- **GOAL OF THE EXERCISE**:
Please list every line of the material below that contains the string "positive", copying each one in full, and treat case as significant.

[[ EXTRACTED ENTRIES, beginning ]]

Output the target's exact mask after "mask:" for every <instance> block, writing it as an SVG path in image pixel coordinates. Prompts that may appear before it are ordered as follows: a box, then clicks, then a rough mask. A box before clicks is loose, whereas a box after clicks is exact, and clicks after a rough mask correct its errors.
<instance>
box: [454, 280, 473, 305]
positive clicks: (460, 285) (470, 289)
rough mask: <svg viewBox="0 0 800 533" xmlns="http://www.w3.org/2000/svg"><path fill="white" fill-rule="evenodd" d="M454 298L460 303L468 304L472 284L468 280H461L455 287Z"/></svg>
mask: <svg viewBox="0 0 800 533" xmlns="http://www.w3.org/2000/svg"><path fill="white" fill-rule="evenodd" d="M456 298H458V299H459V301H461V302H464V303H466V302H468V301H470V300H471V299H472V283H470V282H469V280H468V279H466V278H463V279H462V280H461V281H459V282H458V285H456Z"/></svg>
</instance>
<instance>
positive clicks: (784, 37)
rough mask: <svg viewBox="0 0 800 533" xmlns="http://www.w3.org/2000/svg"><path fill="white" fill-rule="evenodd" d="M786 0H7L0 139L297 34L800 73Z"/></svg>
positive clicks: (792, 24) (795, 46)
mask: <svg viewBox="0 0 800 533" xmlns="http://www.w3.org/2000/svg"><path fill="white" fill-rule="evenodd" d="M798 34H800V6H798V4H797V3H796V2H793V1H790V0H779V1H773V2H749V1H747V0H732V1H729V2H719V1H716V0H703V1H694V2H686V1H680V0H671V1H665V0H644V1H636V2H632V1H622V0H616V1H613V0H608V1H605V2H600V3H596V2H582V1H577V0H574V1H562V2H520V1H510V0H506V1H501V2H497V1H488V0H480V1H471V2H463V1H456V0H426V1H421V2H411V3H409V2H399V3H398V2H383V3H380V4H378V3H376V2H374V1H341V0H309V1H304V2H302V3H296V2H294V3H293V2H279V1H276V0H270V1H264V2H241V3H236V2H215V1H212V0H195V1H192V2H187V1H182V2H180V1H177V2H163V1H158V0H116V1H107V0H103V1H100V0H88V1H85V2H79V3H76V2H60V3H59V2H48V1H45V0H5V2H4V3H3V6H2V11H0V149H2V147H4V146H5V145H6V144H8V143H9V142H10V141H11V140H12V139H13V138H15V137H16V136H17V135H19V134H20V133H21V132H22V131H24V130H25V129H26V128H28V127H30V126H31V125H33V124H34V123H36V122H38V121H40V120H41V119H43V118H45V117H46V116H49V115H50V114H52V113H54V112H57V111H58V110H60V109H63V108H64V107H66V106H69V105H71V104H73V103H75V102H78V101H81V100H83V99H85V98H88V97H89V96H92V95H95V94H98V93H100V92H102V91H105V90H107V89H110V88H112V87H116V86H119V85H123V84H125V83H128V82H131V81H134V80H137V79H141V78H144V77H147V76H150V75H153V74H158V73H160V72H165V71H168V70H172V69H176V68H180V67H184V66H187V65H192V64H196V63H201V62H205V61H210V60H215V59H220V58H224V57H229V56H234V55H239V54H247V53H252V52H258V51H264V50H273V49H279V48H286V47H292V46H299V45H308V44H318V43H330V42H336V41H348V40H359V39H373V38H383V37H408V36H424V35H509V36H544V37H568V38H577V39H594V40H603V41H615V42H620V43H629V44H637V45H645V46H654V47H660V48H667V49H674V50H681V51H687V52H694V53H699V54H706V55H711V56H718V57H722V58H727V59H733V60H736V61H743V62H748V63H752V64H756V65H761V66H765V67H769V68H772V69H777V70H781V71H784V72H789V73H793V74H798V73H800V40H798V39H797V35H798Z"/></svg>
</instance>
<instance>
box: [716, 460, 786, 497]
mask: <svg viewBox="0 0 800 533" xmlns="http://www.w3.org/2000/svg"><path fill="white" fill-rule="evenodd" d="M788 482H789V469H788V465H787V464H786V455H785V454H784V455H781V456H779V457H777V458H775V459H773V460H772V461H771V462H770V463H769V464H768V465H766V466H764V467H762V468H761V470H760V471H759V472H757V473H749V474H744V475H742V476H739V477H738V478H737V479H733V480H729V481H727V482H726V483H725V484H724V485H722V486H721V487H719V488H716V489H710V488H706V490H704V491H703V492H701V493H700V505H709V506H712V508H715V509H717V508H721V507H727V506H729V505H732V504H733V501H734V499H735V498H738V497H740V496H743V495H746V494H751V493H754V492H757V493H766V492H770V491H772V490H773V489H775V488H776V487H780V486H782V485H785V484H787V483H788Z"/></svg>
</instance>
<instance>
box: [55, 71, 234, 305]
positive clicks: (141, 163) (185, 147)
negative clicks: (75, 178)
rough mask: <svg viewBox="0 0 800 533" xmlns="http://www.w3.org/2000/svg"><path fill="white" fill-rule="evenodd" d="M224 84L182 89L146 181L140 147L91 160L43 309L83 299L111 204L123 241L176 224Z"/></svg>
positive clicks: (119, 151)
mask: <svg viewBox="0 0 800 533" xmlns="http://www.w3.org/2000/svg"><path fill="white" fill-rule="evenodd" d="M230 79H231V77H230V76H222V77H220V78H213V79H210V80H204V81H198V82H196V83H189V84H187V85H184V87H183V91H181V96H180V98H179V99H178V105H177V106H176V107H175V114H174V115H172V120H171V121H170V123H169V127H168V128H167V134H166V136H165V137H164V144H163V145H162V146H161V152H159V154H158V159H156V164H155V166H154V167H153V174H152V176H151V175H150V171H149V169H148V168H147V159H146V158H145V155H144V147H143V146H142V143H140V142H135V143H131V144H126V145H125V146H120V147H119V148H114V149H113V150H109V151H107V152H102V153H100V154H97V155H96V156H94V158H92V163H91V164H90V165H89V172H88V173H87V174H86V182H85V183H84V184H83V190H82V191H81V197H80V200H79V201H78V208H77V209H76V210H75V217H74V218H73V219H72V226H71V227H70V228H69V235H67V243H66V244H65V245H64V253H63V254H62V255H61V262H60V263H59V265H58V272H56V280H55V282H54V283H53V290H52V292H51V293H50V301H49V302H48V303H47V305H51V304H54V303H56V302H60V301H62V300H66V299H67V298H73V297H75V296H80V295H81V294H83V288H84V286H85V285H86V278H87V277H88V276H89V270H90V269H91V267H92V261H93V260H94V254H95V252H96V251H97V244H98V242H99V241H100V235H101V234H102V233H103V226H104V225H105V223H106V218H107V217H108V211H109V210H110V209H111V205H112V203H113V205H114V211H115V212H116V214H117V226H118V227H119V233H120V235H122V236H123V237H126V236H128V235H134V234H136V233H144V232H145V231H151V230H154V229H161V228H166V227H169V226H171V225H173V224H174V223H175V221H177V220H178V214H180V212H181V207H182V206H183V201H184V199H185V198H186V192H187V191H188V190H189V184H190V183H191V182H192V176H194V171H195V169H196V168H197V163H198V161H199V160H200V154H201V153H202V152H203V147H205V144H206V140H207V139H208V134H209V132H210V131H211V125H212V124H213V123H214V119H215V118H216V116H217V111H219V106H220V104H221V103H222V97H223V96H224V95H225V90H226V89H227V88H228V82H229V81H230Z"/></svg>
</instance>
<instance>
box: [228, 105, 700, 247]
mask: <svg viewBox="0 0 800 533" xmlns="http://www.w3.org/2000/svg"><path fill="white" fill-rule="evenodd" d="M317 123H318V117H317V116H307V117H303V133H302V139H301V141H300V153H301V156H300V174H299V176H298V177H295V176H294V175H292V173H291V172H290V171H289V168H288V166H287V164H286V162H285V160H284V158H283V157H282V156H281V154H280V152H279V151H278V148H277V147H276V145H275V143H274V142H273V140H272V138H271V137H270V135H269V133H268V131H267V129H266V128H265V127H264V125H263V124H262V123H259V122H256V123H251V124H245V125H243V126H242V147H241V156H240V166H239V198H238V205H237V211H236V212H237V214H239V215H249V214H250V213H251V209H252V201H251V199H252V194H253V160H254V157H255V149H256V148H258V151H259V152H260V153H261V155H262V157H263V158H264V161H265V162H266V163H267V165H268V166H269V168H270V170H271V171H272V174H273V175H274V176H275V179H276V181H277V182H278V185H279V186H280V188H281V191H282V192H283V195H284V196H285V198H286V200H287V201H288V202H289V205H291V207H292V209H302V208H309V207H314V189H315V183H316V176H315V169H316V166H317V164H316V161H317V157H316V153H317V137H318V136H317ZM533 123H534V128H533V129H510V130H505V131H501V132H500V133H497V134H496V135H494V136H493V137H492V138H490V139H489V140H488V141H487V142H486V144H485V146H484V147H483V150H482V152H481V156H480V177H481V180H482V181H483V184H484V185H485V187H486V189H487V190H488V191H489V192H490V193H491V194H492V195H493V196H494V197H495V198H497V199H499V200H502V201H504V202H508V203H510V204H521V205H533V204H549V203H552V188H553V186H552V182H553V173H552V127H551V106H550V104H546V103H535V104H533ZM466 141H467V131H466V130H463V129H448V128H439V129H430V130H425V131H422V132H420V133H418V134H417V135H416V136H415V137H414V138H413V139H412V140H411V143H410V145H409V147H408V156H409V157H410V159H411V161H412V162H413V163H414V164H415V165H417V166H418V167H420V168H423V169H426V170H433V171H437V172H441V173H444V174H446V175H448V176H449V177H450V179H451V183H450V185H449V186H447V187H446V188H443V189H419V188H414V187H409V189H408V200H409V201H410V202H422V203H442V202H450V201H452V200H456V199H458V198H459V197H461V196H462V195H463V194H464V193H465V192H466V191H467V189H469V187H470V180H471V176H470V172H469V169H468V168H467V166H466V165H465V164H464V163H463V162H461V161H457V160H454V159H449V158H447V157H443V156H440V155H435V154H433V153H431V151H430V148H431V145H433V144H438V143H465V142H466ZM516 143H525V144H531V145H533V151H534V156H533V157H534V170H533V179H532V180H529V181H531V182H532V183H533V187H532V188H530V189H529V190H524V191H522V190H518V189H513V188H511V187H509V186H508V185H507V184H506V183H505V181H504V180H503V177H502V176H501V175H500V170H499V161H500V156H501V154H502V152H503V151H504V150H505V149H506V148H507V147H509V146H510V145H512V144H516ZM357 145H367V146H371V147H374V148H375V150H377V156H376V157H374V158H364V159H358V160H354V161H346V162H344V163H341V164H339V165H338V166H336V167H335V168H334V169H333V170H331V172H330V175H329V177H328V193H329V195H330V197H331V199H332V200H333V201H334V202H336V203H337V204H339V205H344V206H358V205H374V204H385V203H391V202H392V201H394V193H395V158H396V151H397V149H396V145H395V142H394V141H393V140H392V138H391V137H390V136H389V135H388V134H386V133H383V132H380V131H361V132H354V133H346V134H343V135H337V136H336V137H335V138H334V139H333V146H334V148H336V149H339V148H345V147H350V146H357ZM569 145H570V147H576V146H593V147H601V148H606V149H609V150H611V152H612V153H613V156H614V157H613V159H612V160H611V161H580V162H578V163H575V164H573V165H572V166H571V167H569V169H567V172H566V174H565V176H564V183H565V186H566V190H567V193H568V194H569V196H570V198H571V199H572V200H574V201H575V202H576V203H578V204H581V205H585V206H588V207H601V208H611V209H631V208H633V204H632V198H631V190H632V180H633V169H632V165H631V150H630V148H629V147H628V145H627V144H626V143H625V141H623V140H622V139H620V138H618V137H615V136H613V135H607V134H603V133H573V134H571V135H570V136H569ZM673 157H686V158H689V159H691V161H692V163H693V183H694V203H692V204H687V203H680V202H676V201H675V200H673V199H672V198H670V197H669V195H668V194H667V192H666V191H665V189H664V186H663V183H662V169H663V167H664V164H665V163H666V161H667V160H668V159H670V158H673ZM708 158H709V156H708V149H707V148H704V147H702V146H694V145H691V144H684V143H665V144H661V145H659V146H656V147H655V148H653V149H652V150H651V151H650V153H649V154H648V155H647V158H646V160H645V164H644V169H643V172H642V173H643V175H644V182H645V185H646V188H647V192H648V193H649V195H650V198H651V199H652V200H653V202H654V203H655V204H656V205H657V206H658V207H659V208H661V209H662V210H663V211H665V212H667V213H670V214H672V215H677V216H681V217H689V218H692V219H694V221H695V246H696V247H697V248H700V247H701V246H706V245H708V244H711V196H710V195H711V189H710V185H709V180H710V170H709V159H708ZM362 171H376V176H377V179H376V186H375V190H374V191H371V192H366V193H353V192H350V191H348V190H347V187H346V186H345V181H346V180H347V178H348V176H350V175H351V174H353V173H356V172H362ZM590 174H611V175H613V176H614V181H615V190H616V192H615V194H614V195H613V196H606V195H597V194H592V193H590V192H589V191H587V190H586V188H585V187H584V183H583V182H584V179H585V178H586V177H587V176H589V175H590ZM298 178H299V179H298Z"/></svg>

[[ EXTRACTED ENTRIES, end ]]

- **COMPLETED EXERCISE**:
positive clicks: (460, 285) (470, 289)
positive clicks: (784, 37)
positive clicks: (792, 24) (795, 46)
positive clicks: (141, 163) (185, 147)
positive clicks: (119, 151)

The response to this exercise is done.